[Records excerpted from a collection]
---

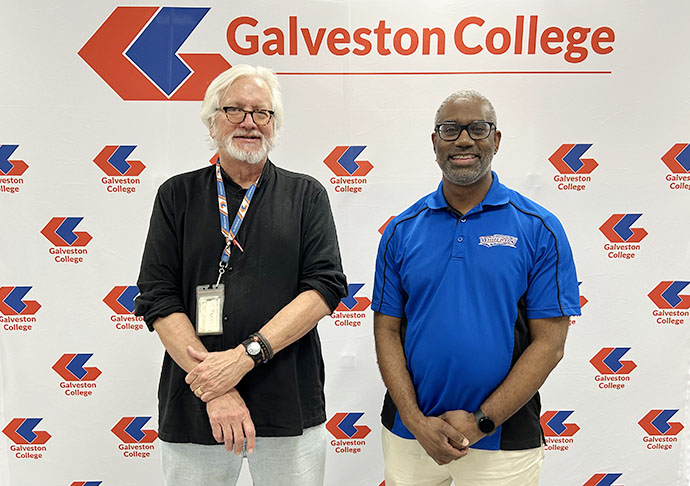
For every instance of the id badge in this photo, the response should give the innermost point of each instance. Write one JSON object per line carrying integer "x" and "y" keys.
{"x": 209, "y": 309}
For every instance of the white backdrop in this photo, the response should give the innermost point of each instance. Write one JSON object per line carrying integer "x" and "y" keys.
{"x": 619, "y": 399}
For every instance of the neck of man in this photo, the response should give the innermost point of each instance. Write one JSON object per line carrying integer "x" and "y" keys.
{"x": 242, "y": 173}
{"x": 464, "y": 198}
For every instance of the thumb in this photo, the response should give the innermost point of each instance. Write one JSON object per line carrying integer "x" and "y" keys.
{"x": 456, "y": 436}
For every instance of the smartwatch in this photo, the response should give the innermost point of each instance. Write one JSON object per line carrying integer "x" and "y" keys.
{"x": 253, "y": 350}
{"x": 484, "y": 423}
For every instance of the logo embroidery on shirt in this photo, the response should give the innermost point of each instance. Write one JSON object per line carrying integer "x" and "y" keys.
{"x": 497, "y": 240}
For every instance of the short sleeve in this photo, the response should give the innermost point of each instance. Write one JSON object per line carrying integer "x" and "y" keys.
{"x": 388, "y": 296}
{"x": 552, "y": 286}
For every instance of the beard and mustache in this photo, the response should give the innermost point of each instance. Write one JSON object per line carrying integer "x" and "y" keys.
{"x": 251, "y": 156}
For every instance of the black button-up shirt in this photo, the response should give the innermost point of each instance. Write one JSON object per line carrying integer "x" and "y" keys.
{"x": 290, "y": 246}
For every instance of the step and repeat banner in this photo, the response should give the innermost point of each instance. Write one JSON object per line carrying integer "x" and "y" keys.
{"x": 100, "y": 104}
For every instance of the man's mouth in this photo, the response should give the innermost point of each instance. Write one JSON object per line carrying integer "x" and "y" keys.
{"x": 463, "y": 157}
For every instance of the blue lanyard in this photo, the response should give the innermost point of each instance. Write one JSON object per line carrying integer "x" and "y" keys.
{"x": 230, "y": 232}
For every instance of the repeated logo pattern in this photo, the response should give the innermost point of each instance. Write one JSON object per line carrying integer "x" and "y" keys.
{"x": 21, "y": 431}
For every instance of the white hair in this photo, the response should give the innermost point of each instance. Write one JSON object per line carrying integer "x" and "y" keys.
{"x": 467, "y": 94}
{"x": 218, "y": 86}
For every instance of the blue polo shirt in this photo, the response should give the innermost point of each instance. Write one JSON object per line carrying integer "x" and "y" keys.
{"x": 465, "y": 287}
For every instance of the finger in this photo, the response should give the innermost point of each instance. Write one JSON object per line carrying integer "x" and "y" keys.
{"x": 250, "y": 434}
{"x": 228, "y": 439}
{"x": 238, "y": 436}
{"x": 455, "y": 436}
{"x": 197, "y": 355}
{"x": 217, "y": 431}
{"x": 208, "y": 396}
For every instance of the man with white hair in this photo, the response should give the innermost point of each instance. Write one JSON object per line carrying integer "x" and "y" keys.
{"x": 240, "y": 263}
{"x": 473, "y": 291}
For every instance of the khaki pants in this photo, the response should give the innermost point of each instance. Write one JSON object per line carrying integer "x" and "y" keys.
{"x": 408, "y": 464}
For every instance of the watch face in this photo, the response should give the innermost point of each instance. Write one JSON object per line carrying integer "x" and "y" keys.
{"x": 253, "y": 348}
{"x": 486, "y": 425}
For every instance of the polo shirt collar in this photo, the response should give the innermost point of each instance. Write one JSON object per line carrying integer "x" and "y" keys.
{"x": 497, "y": 196}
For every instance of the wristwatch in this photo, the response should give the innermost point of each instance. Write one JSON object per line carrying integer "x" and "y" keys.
{"x": 484, "y": 423}
{"x": 253, "y": 350}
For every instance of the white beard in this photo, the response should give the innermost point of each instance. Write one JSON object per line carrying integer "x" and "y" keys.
{"x": 249, "y": 156}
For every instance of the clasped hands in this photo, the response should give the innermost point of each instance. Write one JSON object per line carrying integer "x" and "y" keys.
{"x": 213, "y": 380}
{"x": 216, "y": 373}
{"x": 447, "y": 437}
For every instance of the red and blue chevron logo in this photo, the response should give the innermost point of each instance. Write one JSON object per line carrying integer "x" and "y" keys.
{"x": 568, "y": 159}
{"x": 71, "y": 368}
{"x": 60, "y": 232}
{"x": 113, "y": 161}
{"x": 678, "y": 158}
{"x": 617, "y": 229}
{"x": 129, "y": 430}
{"x": 21, "y": 431}
{"x": 603, "y": 479}
{"x": 12, "y": 302}
{"x": 666, "y": 295}
{"x": 342, "y": 161}
{"x": 553, "y": 423}
{"x": 608, "y": 362}
{"x": 121, "y": 299}
{"x": 11, "y": 167}
{"x": 656, "y": 422}
{"x": 342, "y": 426}
{"x": 352, "y": 303}
{"x": 135, "y": 52}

---

#### To do
Return the records above verbatim, leaving out images.

#### Reply
For every instance of the id badge in this photo, the response should give the innermost point of each instance. Write one JSON object per line carrying integer "x" and "y" keys.
{"x": 209, "y": 309}
For every instance of the white backdrop in this photo, the response should give the innermost point of each instance. Write one JSON object per line carrying integer "x" and "y" keys.
{"x": 619, "y": 399}
For every instance of the neck of man in this photo, the response should give the innermost point of each instance. Write one JSON object per line carrying integer "x" and "y" keys.
{"x": 242, "y": 173}
{"x": 464, "y": 198}
For every instance of the thumb in this photo, the response should give the innermost point of each instance. Write one JSON object per line carrying integer "x" and "y" keys.
{"x": 456, "y": 436}
For every instance of the smartwatch in this photo, the response should give the innermost point of each instance. Write one JSON object per line carrying integer "x" and "y" keys.
{"x": 253, "y": 350}
{"x": 484, "y": 423}
For every instance of the logo embroidery on shirt in this photo, the response should give the innermost point of each instance. Write one JSON object per line carrying integer "x" and "y" keys.
{"x": 497, "y": 240}
For every instance of the short sleeve in this photo, the response should give the innermost point of each instance. Write one JSON object per line carrying integer "x" and "y" keys.
{"x": 388, "y": 296}
{"x": 552, "y": 286}
For every instance of the beard and mustache in this photo, the response should give the innermost point of each instance. Write one JSON object per line carrying integer "x" and "y" keys.
{"x": 251, "y": 156}
For every instance of the black button-up shirt in this photo, the response should give the innermost point of each instance. Write one JSON object per line carrying integer "x" and "y" keys.
{"x": 290, "y": 246}
For every instance of the step and repeat banner in this photo, the response should give the innermost point of each instance. Write one JSON object per line carrying integer "x" and "y" keys.
{"x": 100, "y": 104}
For every instance of the man's mouth in this photo, the response should give the innermost point of each instance. Write one JSON object per line carrying integer "x" and "y" keys.
{"x": 463, "y": 157}
For every instance of the blue lanyard in this photo, the response should give the innermost point of each instance. Write one JSON object per line carrying integer "x" and "y" keys.
{"x": 230, "y": 232}
For every instance of the repeated logo pattern in this photo, the response should give the innermost point of each instance. Write one JSON object per line carrying integer "x" and "y" keys.
{"x": 21, "y": 431}
For every instance of the white hair in this photo, the response should give the innermost point of each instance. Write one JSON object per line carrying integer "x" and "y" keys.
{"x": 467, "y": 94}
{"x": 218, "y": 86}
For every instance of the blue polo shirt in this photo, the response should give the innermost point of each instance. Write one JSON object per line carrying integer "x" and "y" keys.
{"x": 465, "y": 287}
For every instance of the finger in this photo, the response should give the innermost point of each instance. Write one JSON object per line carrying integer "x" and "y" keys.
{"x": 250, "y": 434}
{"x": 228, "y": 439}
{"x": 238, "y": 436}
{"x": 455, "y": 436}
{"x": 197, "y": 355}
{"x": 217, "y": 431}
{"x": 208, "y": 396}
For every instance of the man with white hair in this photo, the response should give the innermost point of each instance. Write one JSON object per line carrying integer "x" and "y" keys.
{"x": 240, "y": 263}
{"x": 473, "y": 291}
For every instance of the khaki pants in this photo, the response should give the innermost point of each instance. Write one JSON object per line carrying integer "x" and "y" keys.
{"x": 408, "y": 464}
For every instance of the watch face in this photo, the response should give the innermost point of each instance. Write one JSON object per line carrying integer "x" and "y" keys.
{"x": 253, "y": 348}
{"x": 486, "y": 425}
For every instance of the polo shirt collar in this photo, the response should give the innermost point of each instance. Write one JSON object per line carrying integer "x" and "y" keys.
{"x": 497, "y": 196}
For every instance of the wristwatch in this photo, the response should give the innermost point of each instance. Write one JSON object per line carrying integer "x" and "y" keys.
{"x": 484, "y": 423}
{"x": 253, "y": 350}
For every instance of the white beard in this photo, the response should give the innermost point of each instance. Write one JSON object per line carrying integer "x" and "y" keys.
{"x": 249, "y": 156}
For every instance of the clasped hands in this photo, the response should give the innermost point of each instance. Write one JSON object per line carrying integer "x" and "y" keys.
{"x": 213, "y": 380}
{"x": 216, "y": 373}
{"x": 447, "y": 437}
For every instance of the red and blue chevron logo in this photo, the response should give the innermost point of each instance. Write one JSON object per line carrying integer "x" and "y" keys.
{"x": 568, "y": 159}
{"x": 71, "y": 368}
{"x": 60, "y": 232}
{"x": 113, "y": 161}
{"x": 678, "y": 158}
{"x": 617, "y": 229}
{"x": 129, "y": 430}
{"x": 21, "y": 431}
{"x": 603, "y": 479}
{"x": 12, "y": 302}
{"x": 666, "y": 295}
{"x": 342, "y": 161}
{"x": 553, "y": 423}
{"x": 608, "y": 362}
{"x": 121, "y": 299}
{"x": 11, "y": 167}
{"x": 656, "y": 422}
{"x": 342, "y": 426}
{"x": 352, "y": 303}
{"x": 135, "y": 52}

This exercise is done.